* **ACTIVITY 1**
In the passage on measures of spread, copy the text word for word from "However, the expression" to "in the population.".
* **ACTIVITY 2**
In the passage on measures of spread, what does the interquartile range indicate?

* **PASSAGE TO READ**
*** Block opens ***

However, the expression ‘bimodal’ distribution is used to describe a distribution with two peaks in it. This can be caused by mixing two or more populations together. For example, height might appear to have a bimodal distribution if one had men and women in the population.
Measures of Dispersion
We also need a numerical way of summarizing the amount of spread or variability in a dataset. The tree main approaches to quantifying variability are: the range, the interquartile range (IQR), and the standard deviation.
A. Range of the sample
The simplest way to describe the spread of a dataset is to report the minimum (lowest) and maximum (highest) values. The range is defined as the difference between the largest and the smallest observations in a sample. For some data it is very useful, because one would want to know these numbers, for example in a sample the age of the youngest and oldest participant. However, if outliers are present it may give a distorted impression of the variability of the data, since only two of the data points are included in making the estimate. Thus the range is affected by extreme values at each end of the data.
B. Quartiles and Interquartile Range of the sample
The quartiles, namely the lower quartile (\(Q_{1}\)), the median (\(Q_{2}\)) and the upper quartile (\(Q_{3}\)), split sorted data into four equal parts. That is there will be approximately equal numbers of observations in the four sections (and exactly equal if the sample size is divisible by four and the measures are all distinct). The quartiles are calculated in a similar way to the median; first order the data and then count the appropriate number from the bottom. The \(Q_{1}\) is the value below which 25% of the observations may be found, while the \(Q_{3}\) is the value above which the top 25% of the observations may be found (meaning that 75% of the data falls below the \(Q_{3}\)).
The interquartile range (IQR) is a useful measure of variability and is given by the difference of the lower and upper quartiles (IQR=\(Q_{3}\)-\(Q_{1}\)). It indicates the spread of the middle 50% (75%-25%) of the data.The IQR is an especially good measure of variability for skewed distributions or distributions with outliers.

*** Block closes ***

* **SUPPLIED INFORMATION**
*** Block opens ***

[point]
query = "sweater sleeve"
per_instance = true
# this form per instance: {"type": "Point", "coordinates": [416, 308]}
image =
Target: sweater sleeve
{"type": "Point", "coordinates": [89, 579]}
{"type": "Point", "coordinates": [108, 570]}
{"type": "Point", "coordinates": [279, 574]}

*** Block closes ***

* **ANSWER SPACE 1**
However, the expression ‘bimodal’ distribution is used to describe a distribution with two peaks in it. This can be caused by mixing two or more populations together. For example, height might appear to have a bimodal distribution if one had men and women in the population.

* **ANSWER SPACE 2**
It indicates the spread of the middle 50% of the data.